▸ **EXERCISE**:
List every line below that contains the word "white".

[start of EXERCISE MATERIAL]

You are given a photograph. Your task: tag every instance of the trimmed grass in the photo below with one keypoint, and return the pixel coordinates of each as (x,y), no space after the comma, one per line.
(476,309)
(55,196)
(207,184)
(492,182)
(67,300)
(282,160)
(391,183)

[end of EXERCISE MATERIAL]
[start of EXERCISE MATERIAL]

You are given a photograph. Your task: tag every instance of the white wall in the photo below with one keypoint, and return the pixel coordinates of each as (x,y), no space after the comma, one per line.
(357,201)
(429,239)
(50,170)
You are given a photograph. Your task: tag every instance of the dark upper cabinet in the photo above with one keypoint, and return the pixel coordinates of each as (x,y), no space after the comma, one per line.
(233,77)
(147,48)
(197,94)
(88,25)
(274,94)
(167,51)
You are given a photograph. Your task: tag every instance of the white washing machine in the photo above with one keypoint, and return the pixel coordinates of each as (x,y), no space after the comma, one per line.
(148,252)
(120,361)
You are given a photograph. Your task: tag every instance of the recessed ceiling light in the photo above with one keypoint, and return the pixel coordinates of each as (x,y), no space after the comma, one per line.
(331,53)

[end of EXERCISE MATERIAL]
[start of EXERCISE MATERIAL]

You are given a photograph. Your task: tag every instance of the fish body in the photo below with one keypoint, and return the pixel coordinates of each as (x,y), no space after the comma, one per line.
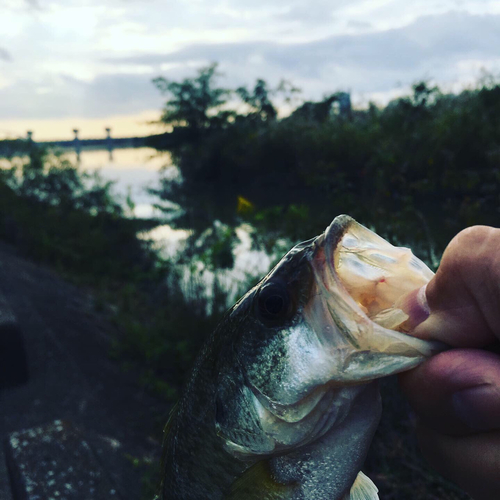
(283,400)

[end of EXERCISE MATERIAL]

▸ **RIGHT ANSWER**:
You are given a photograph. Your task: tag every instance of the white wall in the photo below with one keypoint, and return the pixel coordinates of each as (x,y), no space after the comma, one per line.
You are given a photograph. Your task: tag every instance of the white washing machine in the photo above with one keypoint, and return the pixel coordinates of each as (x,y), no space after the comma, one per line.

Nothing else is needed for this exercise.